* **Provided text**
- Rahmi Koç
- Born: Mustafa Rahmi Koç 9 October 1930 (age 95) Ankara, Turkey
- Education: Robert College
- Alma mater: Johns Hopkins University (BA)
- Occupation: Businessman
- Known for: Honorary President of Koç Holding
- Children: Mustafa, Ömer and Ali
- Parents: Vehbi Koç (father); Sadberk Koç (mother);
- Website: Official website

= Rahmi Koç =

Turkish businessman (born 1930)

Mustafa Rahmi Koç (born 9 October 1930) is a Turkish businessman. In 2016, Forbes ranked him No. 906 richest person in the world with a net worth of US$2.6 billion. In 2013, Koç was the single highest taxpayer in Turkey, totalling 37.5 million lira.

== Biography ==
=== Early life ===
Rahmi Koç was the only son of one of Turkey's wealthiest men Vehbi Koç. He attended high school at Robert College in Istanbul after his primary education in Ankara. Rahmi Koç then studied at the Johns Hopkins University and received a BA in industrial management.

=== Career ===
Following his military service, he started actively working for the Koç Group in 1958, joining the Otokoç Company in Ankara. In 1960, he transferred to Koç Ticaret, which represented the Koç Group in Ankara. Following the relocation of the Koç Holding headquarters from Ankara to Istanbul in 1964, which was established a year earlier, he became general coordinator of Koç Holding. and moved to Istanbul.

* **Goal 1**
Reproduce the records verbatim, from their first line through the line containing "[0,268,450,300]", including both of those lines.

* **Data provided**
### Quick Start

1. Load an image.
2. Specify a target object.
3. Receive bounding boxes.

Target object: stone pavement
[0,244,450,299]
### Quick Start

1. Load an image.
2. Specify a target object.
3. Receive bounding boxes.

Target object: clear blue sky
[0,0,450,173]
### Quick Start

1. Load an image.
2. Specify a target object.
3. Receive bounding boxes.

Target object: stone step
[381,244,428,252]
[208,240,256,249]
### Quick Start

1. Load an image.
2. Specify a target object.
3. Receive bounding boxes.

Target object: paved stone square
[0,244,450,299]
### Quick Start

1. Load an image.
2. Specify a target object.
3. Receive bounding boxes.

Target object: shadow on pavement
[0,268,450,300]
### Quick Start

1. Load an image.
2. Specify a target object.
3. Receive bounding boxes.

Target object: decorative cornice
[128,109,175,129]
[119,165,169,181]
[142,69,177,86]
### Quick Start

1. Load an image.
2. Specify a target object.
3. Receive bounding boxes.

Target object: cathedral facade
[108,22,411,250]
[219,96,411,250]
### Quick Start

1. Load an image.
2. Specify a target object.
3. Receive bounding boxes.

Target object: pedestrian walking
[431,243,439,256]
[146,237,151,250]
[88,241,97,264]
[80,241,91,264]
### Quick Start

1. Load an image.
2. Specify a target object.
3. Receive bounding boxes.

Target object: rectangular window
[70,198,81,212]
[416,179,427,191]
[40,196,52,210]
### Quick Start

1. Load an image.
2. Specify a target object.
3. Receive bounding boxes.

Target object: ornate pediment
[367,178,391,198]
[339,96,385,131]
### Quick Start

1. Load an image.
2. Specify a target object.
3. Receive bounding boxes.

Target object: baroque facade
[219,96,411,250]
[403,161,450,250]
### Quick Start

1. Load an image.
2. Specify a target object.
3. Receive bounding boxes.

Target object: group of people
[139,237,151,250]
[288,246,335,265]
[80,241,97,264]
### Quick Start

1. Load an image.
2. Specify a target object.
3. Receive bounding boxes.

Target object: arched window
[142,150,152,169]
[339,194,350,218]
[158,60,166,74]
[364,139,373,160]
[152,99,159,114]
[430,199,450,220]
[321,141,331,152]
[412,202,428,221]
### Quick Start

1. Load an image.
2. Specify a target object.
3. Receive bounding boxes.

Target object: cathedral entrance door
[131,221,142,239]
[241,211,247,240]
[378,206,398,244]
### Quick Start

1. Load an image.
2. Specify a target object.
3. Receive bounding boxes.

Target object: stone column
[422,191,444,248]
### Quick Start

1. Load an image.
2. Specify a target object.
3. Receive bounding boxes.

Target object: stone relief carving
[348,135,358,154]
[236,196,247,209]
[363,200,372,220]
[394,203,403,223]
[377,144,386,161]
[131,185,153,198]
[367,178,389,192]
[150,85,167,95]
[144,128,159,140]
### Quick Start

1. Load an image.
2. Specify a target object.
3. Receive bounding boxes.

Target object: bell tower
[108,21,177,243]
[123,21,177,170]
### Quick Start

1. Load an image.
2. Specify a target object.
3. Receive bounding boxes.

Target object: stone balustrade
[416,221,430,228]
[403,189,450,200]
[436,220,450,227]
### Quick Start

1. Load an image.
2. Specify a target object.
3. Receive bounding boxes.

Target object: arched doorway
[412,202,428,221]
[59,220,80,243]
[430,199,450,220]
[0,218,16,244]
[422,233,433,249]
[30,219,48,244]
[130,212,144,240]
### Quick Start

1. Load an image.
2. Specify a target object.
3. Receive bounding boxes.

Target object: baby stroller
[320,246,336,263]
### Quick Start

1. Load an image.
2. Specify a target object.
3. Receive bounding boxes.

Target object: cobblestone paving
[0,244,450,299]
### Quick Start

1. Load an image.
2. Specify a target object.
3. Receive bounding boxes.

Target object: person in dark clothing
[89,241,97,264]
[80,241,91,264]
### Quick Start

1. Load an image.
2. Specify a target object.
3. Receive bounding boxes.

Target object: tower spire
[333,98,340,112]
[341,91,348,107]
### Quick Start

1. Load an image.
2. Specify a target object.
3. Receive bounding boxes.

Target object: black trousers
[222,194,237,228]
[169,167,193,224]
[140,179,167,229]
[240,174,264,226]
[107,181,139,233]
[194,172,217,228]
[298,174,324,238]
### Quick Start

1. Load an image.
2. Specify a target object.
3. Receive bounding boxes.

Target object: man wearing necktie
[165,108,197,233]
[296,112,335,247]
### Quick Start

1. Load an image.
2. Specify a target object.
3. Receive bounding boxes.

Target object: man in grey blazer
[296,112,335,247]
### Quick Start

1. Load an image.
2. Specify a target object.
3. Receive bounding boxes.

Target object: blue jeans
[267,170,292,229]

* **Goal 2**
Answer these questions from the text on Rahmi Koç:
(a) What degree did he receive from Johns Hopkins University, and in what field?
(b) In what year did he start actively working for the Koç Group?
(c) What was his tax total in 2013?

* **Complete output 1**
### Quick Start

1. Load an image.
2. Specify a target object.
3. Receive bounding boxes.

Target object: stone pavement
[0,244,450,299]
### Quick Start

1. Load an image.
2. Specify a target object.
3. Receive bounding boxes.

Target object: clear blue sky
[0,0,450,173]
### Quick Start

1. Load an image.
2. Specify a target object.
3. Receive bounding boxes.

Target object: stone step
[381,244,428,252]
[208,240,256,249]
### Quick Start

1. Load an image.
2. Specify a target object.
3. Receive bounding boxes.

Target object: paved stone square
[0,244,450,299]
### Quick Start

1. Load an image.
2. Specify a target object.
3. Receive bounding boxes.

Target object: shadow on pavement
[0,268,450,300]

* **Complete output 2**
(a) A BA in industrial management.
(b) 1958.
(c) 37.5 million lira.